■ Labeled region outline entries
◇ ◇ ◇ ◇ ◇

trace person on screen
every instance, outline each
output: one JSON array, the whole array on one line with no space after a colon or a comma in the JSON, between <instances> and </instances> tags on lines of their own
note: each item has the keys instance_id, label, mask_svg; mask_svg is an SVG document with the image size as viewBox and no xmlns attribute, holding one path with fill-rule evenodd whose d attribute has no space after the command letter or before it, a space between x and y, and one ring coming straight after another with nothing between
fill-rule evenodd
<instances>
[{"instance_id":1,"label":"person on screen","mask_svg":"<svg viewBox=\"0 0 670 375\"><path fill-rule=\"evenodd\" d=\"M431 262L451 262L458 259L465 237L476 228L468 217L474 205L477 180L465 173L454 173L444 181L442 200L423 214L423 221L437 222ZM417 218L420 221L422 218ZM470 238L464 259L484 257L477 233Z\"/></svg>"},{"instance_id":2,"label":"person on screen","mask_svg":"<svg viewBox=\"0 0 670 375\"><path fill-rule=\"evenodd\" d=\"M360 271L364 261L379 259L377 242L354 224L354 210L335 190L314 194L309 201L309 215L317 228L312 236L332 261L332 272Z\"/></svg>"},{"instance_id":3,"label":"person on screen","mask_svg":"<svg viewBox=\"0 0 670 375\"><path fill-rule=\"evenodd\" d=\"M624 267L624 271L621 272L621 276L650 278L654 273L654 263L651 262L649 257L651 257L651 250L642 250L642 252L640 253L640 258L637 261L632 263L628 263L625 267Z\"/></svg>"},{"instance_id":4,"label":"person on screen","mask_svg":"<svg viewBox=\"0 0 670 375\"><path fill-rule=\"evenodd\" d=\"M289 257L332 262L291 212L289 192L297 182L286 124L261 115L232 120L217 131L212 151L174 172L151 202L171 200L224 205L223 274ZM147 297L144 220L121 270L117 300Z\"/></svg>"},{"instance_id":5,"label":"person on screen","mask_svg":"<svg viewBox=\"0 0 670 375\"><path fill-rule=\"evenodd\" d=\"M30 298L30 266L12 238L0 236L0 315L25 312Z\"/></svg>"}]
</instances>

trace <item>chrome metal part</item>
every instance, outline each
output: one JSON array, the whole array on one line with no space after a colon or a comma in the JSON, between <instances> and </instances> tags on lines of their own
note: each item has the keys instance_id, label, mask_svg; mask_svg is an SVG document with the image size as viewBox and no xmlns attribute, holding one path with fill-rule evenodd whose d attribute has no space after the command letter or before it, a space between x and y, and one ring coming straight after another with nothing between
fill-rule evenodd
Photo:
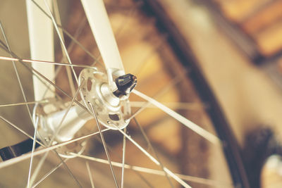
<instances>
[{"instance_id":1,"label":"chrome metal part","mask_svg":"<svg viewBox=\"0 0 282 188\"><path fill-rule=\"evenodd\" d=\"M80 73L80 84L82 77L86 82L80 90L81 98L89 109L88 101L92 104L99 122L113 130L116 130L113 124L120 129L125 127L129 123L128 119L130 115L128 97L121 99L113 94L113 86L109 84L108 76L104 73L85 68Z\"/></svg>"},{"instance_id":2,"label":"chrome metal part","mask_svg":"<svg viewBox=\"0 0 282 188\"><path fill-rule=\"evenodd\" d=\"M81 129L85 123L91 119L91 115L85 112L78 106L72 106L66 115L63 122L61 124L65 115L68 103L63 103L55 99L49 99L49 103L36 104L32 118L38 120L37 137L48 146L54 135L56 135L51 144L66 142L80 136L85 135L86 130ZM82 153L85 143L84 142L75 142L71 146L60 147L58 153L66 158L73 157L68 154L72 152Z\"/></svg>"}]
</instances>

◇ ◇ ◇ ◇ ◇

■ Instruction
Reproduce every row above with each occurrence of "trace" renamed to "segment", leaving all other text unchanged. Omit the pictures from your answer.

■ Full response
segment person on screen
every instance, outline each
output: one JSON array, the whole array on one line with no space after a colon or a comma in the JSON, between <instances> and </instances> tags on lines of their own
note: each item has the keys instance_id, label, mask_svg; mask_svg is an SVG document with the image size as viewBox and no xmlns attribute, holding one path with fill-rule evenodd whose d attribute has no space after the command letter or before it, a space between x and y, and one ring coming straight after another with nothing between
fill-rule evenodd
<instances>
[{"instance_id":1,"label":"person on screen","mask_svg":"<svg viewBox=\"0 0 670 375\"><path fill-rule=\"evenodd\" d=\"M431 262L451 262L458 259L465 237L476 228L468 217L474 205L477 180L465 173L454 173L444 181L442 200L423 214L423 221L437 222ZM417 218L420 221L422 218ZM470 238L464 259L484 257L477 233Z\"/></svg>"},{"instance_id":2,"label":"person on screen","mask_svg":"<svg viewBox=\"0 0 670 375\"><path fill-rule=\"evenodd\" d=\"M360 271L364 261L379 259L377 242L354 224L354 210L335 190L314 194L309 201L309 215L317 228L312 236L332 261L332 272Z\"/></svg>"},{"instance_id":3,"label":"person on screen","mask_svg":"<svg viewBox=\"0 0 670 375\"><path fill-rule=\"evenodd\" d=\"M624 267L624 271L621 272L621 276L650 278L654 273L654 263L651 262L649 257L651 257L651 250L642 250L642 252L640 253L640 258L637 261L632 263L628 263L625 267Z\"/></svg>"},{"instance_id":4,"label":"person on screen","mask_svg":"<svg viewBox=\"0 0 670 375\"><path fill-rule=\"evenodd\" d=\"M289 257L332 262L291 212L289 192L297 182L286 124L261 115L232 120L217 131L212 151L174 172L151 202L171 200L224 205L223 274ZM147 297L144 220L121 270L117 300Z\"/></svg>"},{"instance_id":5,"label":"person on screen","mask_svg":"<svg viewBox=\"0 0 670 375\"><path fill-rule=\"evenodd\" d=\"M30 298L30 266L12 238L0 236L0 315L25 312Z\"/></svg>"}]
</instances>

segment <item>chrome metal part</item>
every instance, outline each
output: one JSON array, the whole array on one line with no space after a colon or a comma in the JSON, between <instances> and </instances> tags on lines of their own
note: each item has the keys instance_id, label, mask_svg; mask_svg is an SVG document with the image size as viewBox and no xmlns attribute, holding one path with fill-rule evenodd whose d attribute has no space after the command letter or before it, a space between x and y, and one ring coming straight after another with nothing between
fill-rule evenodd
Photo:
<instances>
[{"instance_id":1,"label":"chrome metal part","mask_svg":"<svg viewBox=\"0 0 282 188\"><path fill-rule=\"evenodd\" d=\"M80 73L80 84L82 77L86 82L80 90L81 98L89 109L88 101L92 104L99 122L113 130L116 130L113 124L120 129L125 127L129 123L128 119L130 115L128 97L121 99L113 94L113 86L109 84L108 76L104 73L85 68Z\"/></svg>"},{"instance_id":2,"label":"chrome metal part","mask_svg":"<svg viewBox=\"0 0 282 188\"><path fill-rule=\"evenodd\" d=\"M81 129L85 123L91 119L91 115L85 112L78 106L72 106L66 115L63 122L61 124L65 115L68 103L63 103L55 99L49 99L49 103L36 104L32 118L38 120L37 137L48 146L54 135L56 135L51 144L66 142L80 136L85 135L86 130ZM82 153L85 143L84 142L75 142L71 146L60 147L58 153L66 158L73 157L68 154L72 152Z\"/></svg>"}]
</instances>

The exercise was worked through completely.